◆ **Short exercise**
Return each line of the records below unchanged, but leave the pictures out.

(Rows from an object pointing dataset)
start

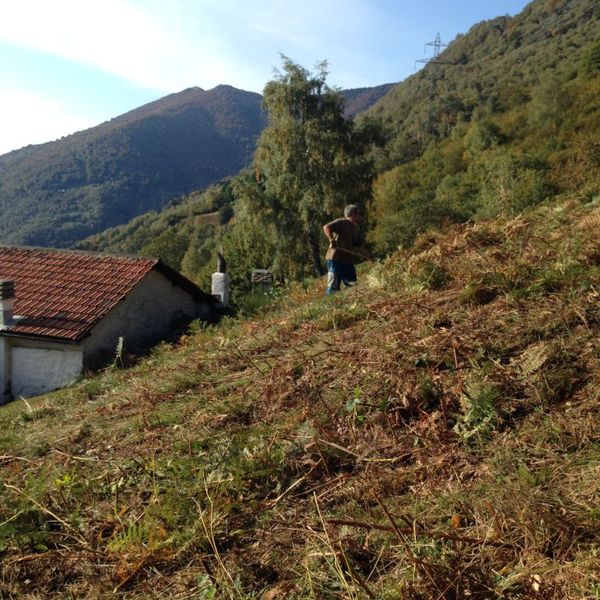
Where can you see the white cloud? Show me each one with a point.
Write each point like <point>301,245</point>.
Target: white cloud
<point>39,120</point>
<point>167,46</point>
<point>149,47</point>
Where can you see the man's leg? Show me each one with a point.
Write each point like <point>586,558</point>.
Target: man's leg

end

◆ **Response**
Where can you see the white cloud? Show me each one with a point.
Write each point like <point>301,245</point>.
Target: white cloud
<point>39,120</point>
<point>167,46</point>
<point>149,47</point>
Where can you see the man's leg? Show me each one with a point.
Write each point like <point>586,558</point>.
Target: man's leg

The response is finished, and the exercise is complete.